Task requirements
**1.** Answer these questions from the blog post about writing as a journal:
(a) How long has it been since the writer really started writing as a discipline?
(b) According to the writer, why are most visitors coming to the blog?
(c) At what time is a break in the storm expected?
**2.** Take the blog post about writing as a journal further, picking up right after its final sentence.

The main reason that I write here is as a journal. Back in the day I was reading a lot of Boing Boing and Metafilter, and I suppose I still had visions of turning daHIFI into something big. Now I’m content to leave it here as a record for myself. Most people would just journal in a book, but this is working for me now. It’s been over two years since I really started writing as a discipline, so now I’ve got a good two years worth of posts to go back through and look at to see what I was doing and what was important to me at the time.
Still, writing in a public blog such as this, I tend to hold many things back. This isn’t quite my private diary. People do know me and read this, so there are things that I keep from you, dear reader. Sorry. I don’t worry about it too much. Most visitors are coming here because they found some obscure article I wrote about a technical problem that I wrote once. I sure don’t have any illusions about monetizing this through advertising, that’s for sure.
It’s more important to me that I exercise this writing muscle. I do have things that I want to say from time to time, not writing cause I have to, as I am now, and keeping the writing muscle in shape is important to me. I know I have a book in me, just as soon as I figure out what the hell it’s about. Till then, I’ll just sit down and write about whatever comes to mind. Morning pages. Evening pages.
I should be running right now, but we seem to have a tropical storm sitting on top of us. It’s been coming down pretty hard this morning, making me acutely aware of the places where this house’s gutters are failing. There should be a break around 1PM today, so I’ve already pencilled in a run there. No rest for me today.

Data excerpts
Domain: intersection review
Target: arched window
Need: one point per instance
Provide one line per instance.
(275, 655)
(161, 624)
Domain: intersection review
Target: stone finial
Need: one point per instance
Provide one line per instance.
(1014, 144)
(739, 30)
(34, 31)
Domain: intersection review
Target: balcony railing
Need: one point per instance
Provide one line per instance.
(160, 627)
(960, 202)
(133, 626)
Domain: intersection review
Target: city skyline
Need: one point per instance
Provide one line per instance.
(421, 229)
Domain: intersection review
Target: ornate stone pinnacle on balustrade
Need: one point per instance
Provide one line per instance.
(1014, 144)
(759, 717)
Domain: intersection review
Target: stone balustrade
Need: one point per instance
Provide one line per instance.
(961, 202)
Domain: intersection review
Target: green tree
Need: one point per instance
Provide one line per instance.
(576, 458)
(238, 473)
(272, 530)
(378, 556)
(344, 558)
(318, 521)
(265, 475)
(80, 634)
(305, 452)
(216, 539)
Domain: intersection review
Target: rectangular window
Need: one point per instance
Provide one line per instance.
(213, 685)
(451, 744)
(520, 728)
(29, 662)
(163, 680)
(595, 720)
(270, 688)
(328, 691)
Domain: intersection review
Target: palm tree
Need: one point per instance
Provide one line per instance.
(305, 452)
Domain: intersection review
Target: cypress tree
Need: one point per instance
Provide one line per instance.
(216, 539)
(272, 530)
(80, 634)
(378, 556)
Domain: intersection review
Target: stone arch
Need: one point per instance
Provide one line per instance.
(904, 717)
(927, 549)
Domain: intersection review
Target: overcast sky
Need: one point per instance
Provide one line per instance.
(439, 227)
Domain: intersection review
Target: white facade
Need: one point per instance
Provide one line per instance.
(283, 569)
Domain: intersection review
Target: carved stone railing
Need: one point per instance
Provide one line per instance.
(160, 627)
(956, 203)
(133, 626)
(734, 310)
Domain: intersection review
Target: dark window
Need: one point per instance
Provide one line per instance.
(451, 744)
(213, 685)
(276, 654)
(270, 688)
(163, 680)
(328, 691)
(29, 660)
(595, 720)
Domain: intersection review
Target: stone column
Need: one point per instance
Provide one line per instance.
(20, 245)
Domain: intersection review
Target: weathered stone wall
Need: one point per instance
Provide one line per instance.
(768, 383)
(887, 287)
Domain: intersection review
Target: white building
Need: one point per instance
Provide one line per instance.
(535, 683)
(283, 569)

Results of the exercise
**1.**
(a) Over two years.
(b) They found some obscure article the writer wrote about a technical problem.
(c) Around 1PM.

**2.**
Yesterday Missus and I went to church, together probably for the first time ever, to see the kids’ presentation for the finale of vacation bible school. The performances were as one might expect for the situation, nothing spectacular, but it was the first time that we’ve seen the kids do something collective since COVID lockdown cancelled school and we pulled them out of daycare and Girl Scouts. The preaching was cringe, a special guest, an older man, did magic tricks interspersed with what I found to be awkward appeals. If you died today, would you go to Heaven? The kids ate it up though with laughter and oohs and aahs, but the whole thing reminded me of why I don’t go to church anymore. I already wrote about religion once this week, so I’m not going to get into it again. Still, Missus and I wrote a check as a tithe for the babysitting which is apparently going to go to missionary activities in Africa somewhere. It wasn’t all bad.
Elder had her first day with Galileo yesterday. We had a bit of a long meeting with her facilitator early in the morning, hashing out her schedule and clubs: arts and crafts, reading, Spanish, something called Changemakers, and something else to fill out the week. The facilitator had her setup goals, the first of which were TV and Roblox, but hopefully we’ll see if anything else comes of it. I paid for two months, and despite being wholly enthusiastic about it while school was in session, she’s been very difficult about it in the days leading up to it. We shall see.
Well, it’s after 8AM and I don’t hear Missus up, and there’s a break in the rain. So let me get the day started.